*EXERCISE PROMPT*
Write out all of the records, keeping each one exactly as written.

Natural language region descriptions
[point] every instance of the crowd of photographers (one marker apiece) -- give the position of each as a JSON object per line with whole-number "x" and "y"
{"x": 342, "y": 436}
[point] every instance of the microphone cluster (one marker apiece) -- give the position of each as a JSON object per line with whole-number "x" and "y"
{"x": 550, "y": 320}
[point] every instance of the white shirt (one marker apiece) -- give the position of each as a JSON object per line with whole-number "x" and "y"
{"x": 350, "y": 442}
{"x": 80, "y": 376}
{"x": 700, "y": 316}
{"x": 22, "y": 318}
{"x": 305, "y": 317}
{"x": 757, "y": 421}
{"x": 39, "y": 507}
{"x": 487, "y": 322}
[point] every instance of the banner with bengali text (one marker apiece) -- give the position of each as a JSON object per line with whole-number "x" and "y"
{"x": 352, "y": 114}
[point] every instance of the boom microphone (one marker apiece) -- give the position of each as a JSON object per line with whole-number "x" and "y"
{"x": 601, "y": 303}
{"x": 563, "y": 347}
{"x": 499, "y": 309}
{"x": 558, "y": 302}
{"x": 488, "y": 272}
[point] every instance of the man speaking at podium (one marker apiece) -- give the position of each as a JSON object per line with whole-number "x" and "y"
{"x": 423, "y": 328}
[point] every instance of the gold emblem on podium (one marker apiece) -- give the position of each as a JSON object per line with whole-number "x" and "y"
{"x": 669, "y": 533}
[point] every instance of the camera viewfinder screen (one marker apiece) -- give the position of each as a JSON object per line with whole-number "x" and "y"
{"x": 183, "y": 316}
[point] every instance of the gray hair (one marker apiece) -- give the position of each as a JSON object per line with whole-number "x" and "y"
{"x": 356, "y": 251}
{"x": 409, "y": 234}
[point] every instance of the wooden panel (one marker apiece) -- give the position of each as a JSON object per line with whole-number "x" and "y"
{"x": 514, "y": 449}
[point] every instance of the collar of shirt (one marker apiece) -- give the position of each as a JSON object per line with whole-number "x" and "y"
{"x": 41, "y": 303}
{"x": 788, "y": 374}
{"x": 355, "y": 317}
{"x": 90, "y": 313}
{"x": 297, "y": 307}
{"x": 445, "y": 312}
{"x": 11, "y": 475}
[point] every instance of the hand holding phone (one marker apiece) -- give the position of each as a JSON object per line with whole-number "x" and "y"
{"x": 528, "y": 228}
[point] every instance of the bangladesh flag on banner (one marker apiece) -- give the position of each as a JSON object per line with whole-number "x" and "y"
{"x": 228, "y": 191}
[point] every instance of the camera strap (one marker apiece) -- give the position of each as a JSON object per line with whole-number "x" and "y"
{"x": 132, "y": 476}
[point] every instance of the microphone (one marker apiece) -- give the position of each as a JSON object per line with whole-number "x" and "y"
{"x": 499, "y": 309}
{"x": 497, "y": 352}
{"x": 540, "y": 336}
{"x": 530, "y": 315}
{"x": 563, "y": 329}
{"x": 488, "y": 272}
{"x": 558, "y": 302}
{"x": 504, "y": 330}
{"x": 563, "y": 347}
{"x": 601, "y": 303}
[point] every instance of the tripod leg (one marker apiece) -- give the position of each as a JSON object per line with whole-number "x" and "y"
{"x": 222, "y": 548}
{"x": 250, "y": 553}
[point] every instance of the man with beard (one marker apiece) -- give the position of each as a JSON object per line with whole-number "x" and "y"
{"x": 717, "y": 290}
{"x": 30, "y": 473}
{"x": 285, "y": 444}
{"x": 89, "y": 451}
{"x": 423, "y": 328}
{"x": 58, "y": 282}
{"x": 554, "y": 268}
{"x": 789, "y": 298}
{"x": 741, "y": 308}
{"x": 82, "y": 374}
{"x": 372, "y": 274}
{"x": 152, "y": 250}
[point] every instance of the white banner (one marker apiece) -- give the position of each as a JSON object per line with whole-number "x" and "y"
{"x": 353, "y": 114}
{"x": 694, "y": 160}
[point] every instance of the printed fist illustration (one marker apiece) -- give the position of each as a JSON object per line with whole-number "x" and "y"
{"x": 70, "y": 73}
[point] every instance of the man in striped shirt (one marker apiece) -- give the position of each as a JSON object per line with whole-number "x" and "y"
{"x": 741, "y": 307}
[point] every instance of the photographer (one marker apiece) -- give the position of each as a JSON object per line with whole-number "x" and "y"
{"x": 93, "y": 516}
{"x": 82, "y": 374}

*ANSWER SECTION*
[point] every instance of the crowd of photographers (one marker apiece) -- give the position of each as a JSON object per line with whole-number "x" and "y"
{"x": 342, "y": 436}
[point] every instance of the microphone cluster (one marker apiece) -- give the position of each as a JSON object per line with whole-number "x" and "y"
{"x": 550, "y": 320}
[point] every instance of the white shirt (one marker apiece) -- give the position of each as a JSON object per line with whole-number "x" and "y"
{"x": 350, "y": 442}
{"x": 80, "y": 376}
{"x": 700, "y": 316}
{"x": 22, "y": 318}
{"x": 305, "y": 317}
{"x": 757, "y": 421}
{"x": 39, "y": 507}
{"x": 487, "y": 322}
[point] every instance of the banner with bengali text (one marker apiece) -- give the position of each as a JSON object per line with whole-number "x" and "y"
{"x": 352, "y": 114}
[point] every instance of the boom microphone (one marker apiece) -- give the position of each as a JSON object per line with whole-number "x" and "y"
{"x": 601, "y": 303}
{"x": 563, "y": 347}
{"x": 499, "y": 309}
{"x": 558, "y": 302}
{"x": 488, "y": 272}
[point] every instance of the man speaking at podium (one marker apiece) -- give the position of each as a JSON object per line with whole-number "x" and "y"
{"x": 423, "y": 328}
[point] every instance of the gold emblem on podium (one marker apiece) -- give the position of each as a JSON object per line with whole-number "x" and "y"
{"x": 669, "y": 533}
[point] every instance of the camera viewfinder screen (one marker apiece) -- give the position of each as a JSON object per line with whole-number "x" and "y"
{"x": 183, "y": 316}
[point] every instance of the gray hair (one marker apiece) -- give the position of each as a JSON object per line with whole-number "x" and "y"
{"x": 356, "y": 251}
{"x": 409, "y": 234}
[point] every instance of the wooden panel (one marker apiece) -- give the position of each as a JSON object per line with whole-number "x" and "y"
{"x": 514, "y": 449}
[point] every instance of the collar of shirt (one marker apiece) -- give the position of each as a JSON object per line with whole-number "x" and "y"
{"x": 41, "y": 303}
{"x": 788, "y": 374}
{"x": 355, "y": 317}
{"x": 90, "y": 313}
{"x": 297, "y": 307}
{"x": 445, "y": 312}
{"x": 11, "y": 475}
[point] every instance of the hand holding phone (one marker apiece) -- give the position of each as a JSON object per line with whole-number "x" and "y"
{"x": 528, "y": 228}
[point] every instance of the bangladesh flag on banner (one marker apiece) -- give the position of each as a JSON object per line with whole-number "x" and "y"
{"x": 228, "y": 191}
[point] every instance of the camera strap (one marker apiece) -- give the position of each as a JSON object per line with whole-number "x" and "y"
{"x": 132, "y": 476}
[point] every instance of the microphone (one marker apiece) -- give the position of each as a JSON object per line with whole-number "x" and "y"
{"x": 499, "y": 309}
{"x": 497, "y": 352}
{"x": 540, "y": 336}
{"x": 530, "y": 315}
{"x": 563, "y": 329}
{"x": 488, "y": 272}
{"x": 558, "y": 302}
{"x": 504, "y": 330}
{"x": 563, "y": 347}
{"x": 601, "y": 303}
[point] every instance of the tripod leg (one marker apiece) -- give the position of each as a JSON object per line with whole-number "x" and "y"
{"x": 222, "y": 548}
{"x": 250, "y": 553}
[point] every instance of the man with beard (one marker apiece) -- give the position of each as a JSON object per line with whole-number "x" and "y"
{"x": 717, "y": 290}
{"x": 30, "y": 473}
{"x": 285, "y": 444}
{"x": 89, "y": 451}
{"x": 423, "y": 328}
{"x": 58, "y": 282}
{"x": 554, "y": 268}
{"x": 789, "y": 298}
{"x": 741, "y": 308}
{"x": 82, "y": 374}
{"x": 372, "y": 274}
{"x": 152, "y": 250}
[point] every instance of the white banner (one marker apiece) -- give the position of each as a JSON object per line with whole-number "x" and "y"
{"x": 353, "y": 114}
{"x": 694, "y": 160}
[point] every instance of the printed fist illustration (one marker apiece) -- give the position of each as a JSON object per line with whole-number "x" and "y"
{"x": 70, "y": 73}
[point] every instance of the man in striped shirt (one marker apiece) -- give the position of each as a JSON object per line with whole-number "x" and "y"
{"x": 741, "y": 307}
[point] every instance of the photographer (one marker apiece) -- give the position of each as a JSON object per line with whole-number "x" and "y"
{"x": 93, "y": 516}
{"x": 82, "y": 374}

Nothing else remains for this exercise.